• **To do**: Rewrite the listing as a Markdown table with the columns Number and Entry, starting at its first line and ending after the line that contains "[[61, 3], [60, 26], [20, 6]]". Number each row and leave out any blank lines.

(Data records)
══════
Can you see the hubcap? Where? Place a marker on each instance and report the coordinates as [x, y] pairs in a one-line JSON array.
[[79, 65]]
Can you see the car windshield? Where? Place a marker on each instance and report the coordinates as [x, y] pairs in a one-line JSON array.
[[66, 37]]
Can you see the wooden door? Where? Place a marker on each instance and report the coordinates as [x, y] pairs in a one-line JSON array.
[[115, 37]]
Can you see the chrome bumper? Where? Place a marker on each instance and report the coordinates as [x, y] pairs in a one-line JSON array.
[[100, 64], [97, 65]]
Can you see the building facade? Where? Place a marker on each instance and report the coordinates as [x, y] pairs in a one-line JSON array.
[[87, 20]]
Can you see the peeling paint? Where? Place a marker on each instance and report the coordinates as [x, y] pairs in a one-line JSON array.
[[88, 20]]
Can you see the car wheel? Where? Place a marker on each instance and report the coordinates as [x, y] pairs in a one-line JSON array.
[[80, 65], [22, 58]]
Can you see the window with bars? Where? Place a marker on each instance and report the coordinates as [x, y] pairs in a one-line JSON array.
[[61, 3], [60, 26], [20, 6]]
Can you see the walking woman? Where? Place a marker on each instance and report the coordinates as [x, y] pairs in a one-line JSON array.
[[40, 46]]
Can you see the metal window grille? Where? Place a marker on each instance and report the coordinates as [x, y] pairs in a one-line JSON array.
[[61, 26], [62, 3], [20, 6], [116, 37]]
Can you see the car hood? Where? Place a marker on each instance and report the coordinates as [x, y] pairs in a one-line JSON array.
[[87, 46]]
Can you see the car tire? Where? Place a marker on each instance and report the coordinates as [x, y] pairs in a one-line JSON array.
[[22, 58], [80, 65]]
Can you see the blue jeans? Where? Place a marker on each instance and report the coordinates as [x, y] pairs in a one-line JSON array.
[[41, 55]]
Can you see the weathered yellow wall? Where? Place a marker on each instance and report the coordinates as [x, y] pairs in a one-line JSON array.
══════
• **Output for this task**:
| Number | Entry |
|---|---|
| 1 | Can you see the hubcap? Where? Place a marker on each instance and report the coordinates as [x, y] pairs in a one-line JSON array. |
| 2 | [[79, 65]] |
| 3 | Can you see the car windshield? Where? Place a marker on each instance and report the coordinates as [x, y] pairs in a one-line JSON array. |
| 4 | [[66, 37]] |
| 5 | Can you see the wooden door? Where? Place a marker on each instance and report the coordinates as [x, y] pairs in a one-line JSON array. |
| 6 | [[115, 37]] |
| 7 | Can you see the chrome bumper? Where? Place a marker on each instance and report the coordinates as [x, y] pairs in a one-line JSON array. |
| 8 | [[100, 64], [97, 65]] |
| 9 | Can you see the building facade? Where? Place a marker on each instance and report the coordinates as [x, y] pairs in a one-line JSON array. |
| 10 | [[87, 20]] |
| 11 | Can you see the peeling paint? Where? Place a marker on each instance and report the coordinates as [x, y] pairs in a one-line JSON array. |
| 12 | [[88, 20]] |
| 13 | Can you see the car wheel? Where? Place a marker on each instance and report the coordinates as [x, y] pairs in a one-line JSON array. |
| 14 | [[80, 65], [22, 58]] |
| 15 | Can you see the window with bars? Where? Place a marker on each instance and report the coordinates as [x, y] pairs in a one-line JSON array. |
| 16 | [[61, 3], [60, 26], [20, 6]] |